Meiosis is an important specialized cell division in many eukaryotic species, including fungi, plants, and animals. Meiosis results in the production of haploid gametes starting from a diploid cell via 1 round of replication and 2 rounds of cell division. In an influential article published in 1957, Sandler and Novitski first pointed out that meiosis is also an intense battleground, in which gametes vie for evolutionary supremacy with each other, often poisoning their competition to gain a fratricidal advantage (Sandler and Novitski 1957). This competition, which they termed “meiotic drive,” operates as an evolutionary force that can cause an increase in frequency of the allele that is favored during meiotic transmission. Unlike alleles that rise in frequency because they confer a fitness advantage to their carriers, meiotic drivers can rise in frequency even while conferring significant fitness disadvantages on their carriers. Thus, meiotic drivers can be viewed as the quintessential selfish genes; it is the best interest of the rest of the genome to counteract their action to restore organismal fitness.

With their proposal and subsequent work, Sandler and Novitski laid the foundations of the meiotic drive field. Thus, it is a special honor for me to receive the 2022 Novitski Prize for postulating that essential components of the cell division apparatus have been shaped by relentless evolutionary battles during meiosis. This essay is not intended to be a comprehensive summary of meiotic drive mechanisms but rather a personal summary of both the preceding discoveries that inspired our hypothesis and the subsequent studies that have validated and extended its key postulates. I have tried to be as historically accurate as possible while relying on an unreliable memory.

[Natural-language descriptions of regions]
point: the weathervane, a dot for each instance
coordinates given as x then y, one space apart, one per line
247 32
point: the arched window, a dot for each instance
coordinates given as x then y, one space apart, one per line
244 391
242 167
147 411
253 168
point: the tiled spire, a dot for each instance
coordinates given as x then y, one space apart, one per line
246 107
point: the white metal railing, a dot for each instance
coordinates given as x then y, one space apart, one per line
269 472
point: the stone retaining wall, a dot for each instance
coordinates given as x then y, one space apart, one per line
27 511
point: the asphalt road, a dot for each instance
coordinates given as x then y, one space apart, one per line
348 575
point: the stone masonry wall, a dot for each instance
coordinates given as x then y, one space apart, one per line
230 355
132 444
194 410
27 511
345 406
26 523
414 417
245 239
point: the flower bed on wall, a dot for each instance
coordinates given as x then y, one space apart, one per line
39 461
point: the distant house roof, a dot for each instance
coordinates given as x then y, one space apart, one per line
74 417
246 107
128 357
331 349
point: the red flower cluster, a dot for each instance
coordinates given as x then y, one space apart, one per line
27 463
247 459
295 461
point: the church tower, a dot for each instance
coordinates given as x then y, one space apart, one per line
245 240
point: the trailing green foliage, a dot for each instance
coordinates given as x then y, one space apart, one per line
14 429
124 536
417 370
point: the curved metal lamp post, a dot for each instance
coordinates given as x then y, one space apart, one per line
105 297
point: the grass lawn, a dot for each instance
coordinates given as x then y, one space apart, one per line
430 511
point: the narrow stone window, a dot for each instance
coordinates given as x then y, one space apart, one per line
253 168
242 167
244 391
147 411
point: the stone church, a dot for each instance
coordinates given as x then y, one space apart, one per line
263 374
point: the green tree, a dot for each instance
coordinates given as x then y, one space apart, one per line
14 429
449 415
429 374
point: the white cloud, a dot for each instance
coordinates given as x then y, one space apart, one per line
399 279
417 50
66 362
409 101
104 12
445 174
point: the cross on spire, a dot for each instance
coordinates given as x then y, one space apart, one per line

§ **PROMPT 1**: In the meiotic drive essay, what name did Sandler and Novitski give to the competition among gametes during meiosis?
§ **PROMPT 2**: Extend the meiotic drive essay, picking up right after its final sentence.
These rows are separate material, unrelated to the meiotic drive essay.

§ **EXERCISE RESULT 1**: They called it "meiotic drive."

§ **EXERCISE RESULT 2**:
In their simplest forms, meiotic drivers can be classified into 2 types (Sandler and Novitski 1957; Burt and Trivers 2006; McLaughlin and Malik 2017). The first of these acts during or after male meiosis, which normally produces 4 haploid gametes (e.g. pollen in plants, spores in fungi, sperm in animals). Meiotic drive alleles typically act by encoding toxins that prevent the survival or maturation of chromosomes that do not carry them. They protect themselves either by encoding antidotes that prevent their own destruction or by specifically targeting chromosomal “susceptibility” loci that are only carried by competing chromosomes (McLaughlin and Malik 2017). Many independent meiotic drive genes with distinct mechanisms of toxicity have been discovered in fungi, flies, plants, and mice (Olds-Clarke and Johnson 1993; Larracuente and Presgraves 2012; Lindholm et al. 2016; Saupe and Johannesson 2022). In some cases, meiotic drivers arise as neomorphic alleles that target chromosome condensation or sperm flagella functions (Merrill et al. 1999; Herrmann et al. 1999). However, the evolutionary origins of most meiotic drive genes or their toxicity mechanisms are not well understood.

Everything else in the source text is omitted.